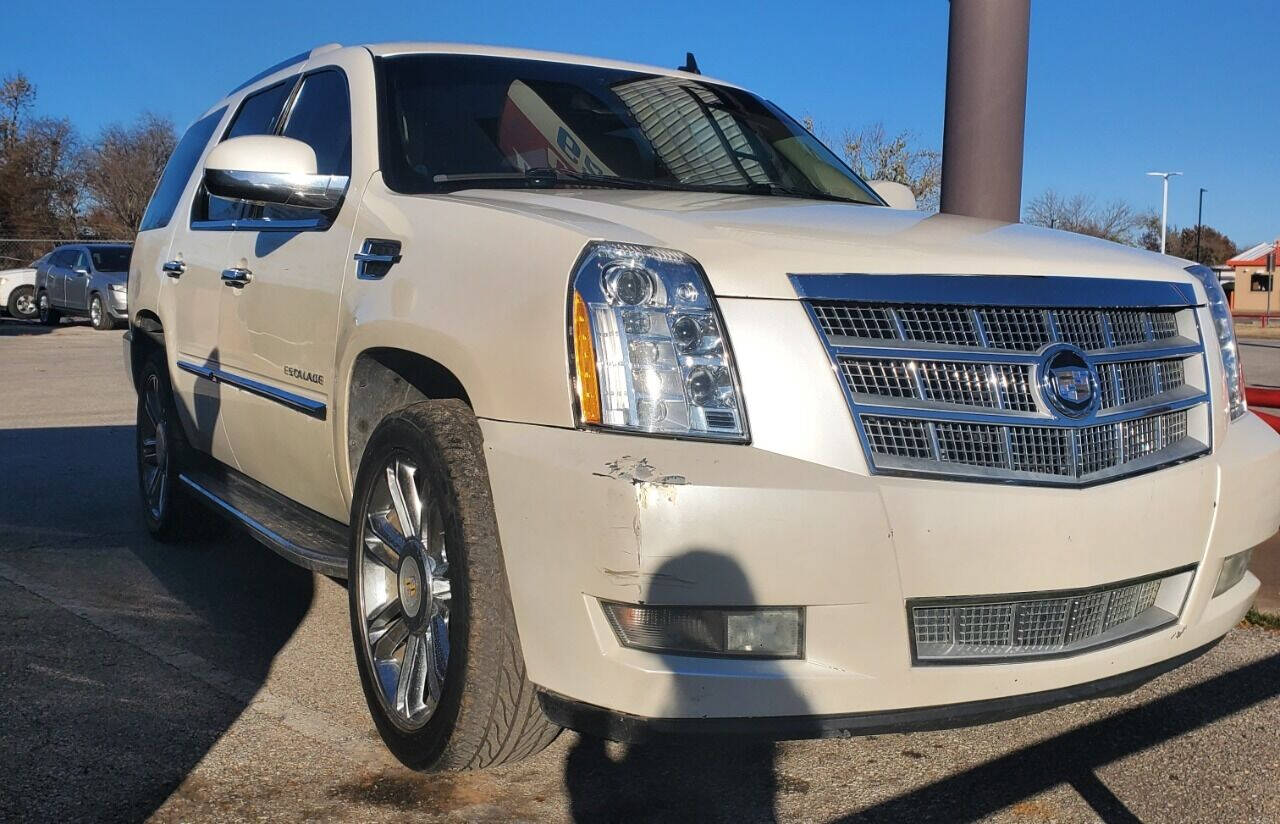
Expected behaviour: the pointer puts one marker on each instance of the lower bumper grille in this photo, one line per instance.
(1029, 626)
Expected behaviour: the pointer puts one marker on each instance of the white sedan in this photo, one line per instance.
(18, 291)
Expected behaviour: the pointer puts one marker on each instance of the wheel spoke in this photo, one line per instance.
(389, 639)
(400, 477)
(434, 540)
(154, 484)
(434, 683)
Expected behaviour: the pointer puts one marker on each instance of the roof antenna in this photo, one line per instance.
(690, 64)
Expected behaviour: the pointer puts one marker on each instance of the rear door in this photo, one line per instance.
(77, 279)
(55, 275)
(278, 329)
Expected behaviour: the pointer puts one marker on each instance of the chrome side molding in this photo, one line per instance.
(306, 406)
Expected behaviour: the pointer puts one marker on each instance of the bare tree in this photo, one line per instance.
(876, 155)
(120, 172)
(39, 175)
(1115, 220)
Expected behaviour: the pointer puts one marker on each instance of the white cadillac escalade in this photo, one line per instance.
(625, 406)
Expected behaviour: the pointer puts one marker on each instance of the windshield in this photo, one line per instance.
(461, 120)
(112, 257)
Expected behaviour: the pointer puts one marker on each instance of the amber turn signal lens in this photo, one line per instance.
(584, 358)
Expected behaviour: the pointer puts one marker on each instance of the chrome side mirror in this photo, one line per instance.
(272, 169)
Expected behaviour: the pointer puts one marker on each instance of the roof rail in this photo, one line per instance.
(283, 64)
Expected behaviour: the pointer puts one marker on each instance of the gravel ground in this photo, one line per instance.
(215, 682)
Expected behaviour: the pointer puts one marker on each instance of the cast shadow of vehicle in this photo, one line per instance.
(681, 778)
(739, 778)
(105, 633)
(17, 328)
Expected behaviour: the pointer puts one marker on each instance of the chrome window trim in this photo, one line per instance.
(1014, 291)
(296, 402)
(261, 224)
(981, 292)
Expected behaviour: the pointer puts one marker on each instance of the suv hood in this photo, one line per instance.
(748, 245)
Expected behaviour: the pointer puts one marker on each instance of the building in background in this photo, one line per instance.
(1255, 285)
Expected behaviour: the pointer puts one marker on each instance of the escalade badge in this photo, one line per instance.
(1069, 381)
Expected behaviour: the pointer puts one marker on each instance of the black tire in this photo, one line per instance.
(170, 516)
(487, 712)
(49, 316)
(22, 297)
(97, 314)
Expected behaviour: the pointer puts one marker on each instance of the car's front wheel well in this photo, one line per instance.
(387, 379)
(146, 335)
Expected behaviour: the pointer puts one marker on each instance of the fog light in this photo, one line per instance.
(1233, 571)
(752, 632)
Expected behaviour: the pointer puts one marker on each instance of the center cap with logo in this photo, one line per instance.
(1069, 381)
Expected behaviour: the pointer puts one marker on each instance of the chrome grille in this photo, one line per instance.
(1004, 328)
(1027, 626)
(968, 390)
(997, 385)
(1132, 381)
(1065, 452)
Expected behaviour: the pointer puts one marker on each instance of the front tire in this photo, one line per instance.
(430, 612)
(49, 316)
(22, 303)
(160, 447)
(97, 314)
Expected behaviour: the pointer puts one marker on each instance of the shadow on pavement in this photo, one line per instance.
(13, 328)
(94, 726)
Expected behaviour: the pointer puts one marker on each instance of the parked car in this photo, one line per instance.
(624, 404)
(85, 280)
(18, 291)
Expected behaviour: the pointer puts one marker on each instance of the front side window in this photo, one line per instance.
(112, 257)
(462, 120)
(257, 114)
(320, 118)
(177, 172)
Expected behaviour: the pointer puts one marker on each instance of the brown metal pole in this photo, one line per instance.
(982, 140)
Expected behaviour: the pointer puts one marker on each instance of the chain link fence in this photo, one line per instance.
(19, 252)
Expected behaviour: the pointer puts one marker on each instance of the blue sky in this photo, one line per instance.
(1116, 87)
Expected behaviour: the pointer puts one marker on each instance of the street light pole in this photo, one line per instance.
(1200, 220)
(1164, 211)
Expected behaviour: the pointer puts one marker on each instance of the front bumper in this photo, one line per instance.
(795, 520)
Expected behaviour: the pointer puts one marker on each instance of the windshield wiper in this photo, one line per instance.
(780, 190)
(545, 177)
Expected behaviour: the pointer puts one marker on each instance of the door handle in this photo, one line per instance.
(237, 277)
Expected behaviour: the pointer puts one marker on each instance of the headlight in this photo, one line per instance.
(649, 347)
(1225, 329)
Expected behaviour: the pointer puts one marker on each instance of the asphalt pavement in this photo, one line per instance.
(215, 681)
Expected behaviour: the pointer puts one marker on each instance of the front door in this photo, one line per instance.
(277, 326)
(77, 282)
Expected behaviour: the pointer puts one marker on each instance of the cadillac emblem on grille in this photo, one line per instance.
(1069, 380)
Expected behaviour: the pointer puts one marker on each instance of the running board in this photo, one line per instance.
(298, 534)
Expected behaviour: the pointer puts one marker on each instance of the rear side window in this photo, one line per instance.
(178, 170)
(257, 114)
(320, 118)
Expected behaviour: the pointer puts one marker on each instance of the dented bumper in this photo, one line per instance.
(585, 517)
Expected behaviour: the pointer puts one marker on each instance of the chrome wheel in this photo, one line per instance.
(24, 305)
(405, 595)
(154, 443)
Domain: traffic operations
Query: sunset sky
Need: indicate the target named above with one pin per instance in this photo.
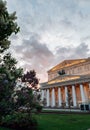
(50, 31)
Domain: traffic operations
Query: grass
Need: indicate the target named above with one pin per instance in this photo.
(63, 122)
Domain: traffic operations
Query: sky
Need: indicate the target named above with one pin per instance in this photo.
(51, 31)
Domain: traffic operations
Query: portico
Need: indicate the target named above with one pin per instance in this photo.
(57, 90)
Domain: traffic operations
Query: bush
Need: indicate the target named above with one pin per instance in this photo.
(19, 121)
(39, 108)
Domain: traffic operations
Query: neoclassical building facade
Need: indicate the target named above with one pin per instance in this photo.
(68, 80)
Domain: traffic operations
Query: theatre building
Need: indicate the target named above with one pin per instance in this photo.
(68, 83)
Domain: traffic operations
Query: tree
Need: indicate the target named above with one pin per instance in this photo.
(8, 71)
(69, 99)
(8, 26)
(27, 96)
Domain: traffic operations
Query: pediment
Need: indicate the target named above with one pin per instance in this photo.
(66, 63)
(64, 78)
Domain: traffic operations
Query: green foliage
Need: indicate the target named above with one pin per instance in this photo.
(19, 121)
(8, 71)
(7, 26)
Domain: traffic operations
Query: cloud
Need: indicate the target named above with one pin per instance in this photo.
(71, 52)
(32, 54)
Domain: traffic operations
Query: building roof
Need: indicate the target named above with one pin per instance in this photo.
(66, 80)
(68, 63)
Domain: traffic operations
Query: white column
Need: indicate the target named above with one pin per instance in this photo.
(42, 95)
(53, 97)
(82, 93)
(47, 97)
(74, 96)
(66, 96)
(59, 96)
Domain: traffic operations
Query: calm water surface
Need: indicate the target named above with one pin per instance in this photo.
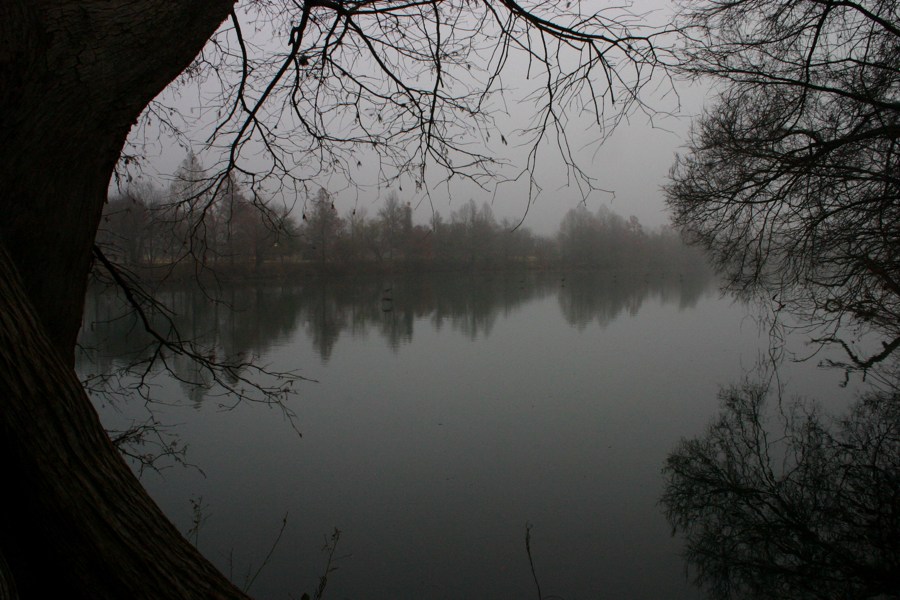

○ ○ ○ ○ ○ ○ ○

### What the task asks
Of the lines above, retype only those from the line containing "Query: portico" through the line containing "Query: cloud", including both, exactly.

### Problem solution
Query: portico
Need: indicate the target named above with one pin per instance in this photo.
(57, 90)
Domain: traffic operations
Query: bush
Need: indicate the target named above with one pin per instance in this photo.
(19, 121)
(39, 108)
Domain: traffic operations
Query: neoclassical building facade
Need: indicate the target named above with one pin per instance in this photo.
(68, 80)
Domain: traffic operations
Query: theatre building
Need: indicate the target named above with one pin per instance in this photo.
(68, 83)
Domain: traffic operations
Query: tree
Need: indicate the target named above with one pin per instance in this photo.
(8, 71)
(69, 99)
(8, 26)
(27, 96)
Domain: traffic operations
Query: pediment
Need: indicate the target named above with one pin per instance in this photo.
(66, 63)
(64, 78)
Domain: traffic operations
Query: green foliage
Need: indicate the target named above with one pin per instance in this photo.
(19, 121)
(8, 71)
(7, 26)
Domain: traffic operations
Query: cloud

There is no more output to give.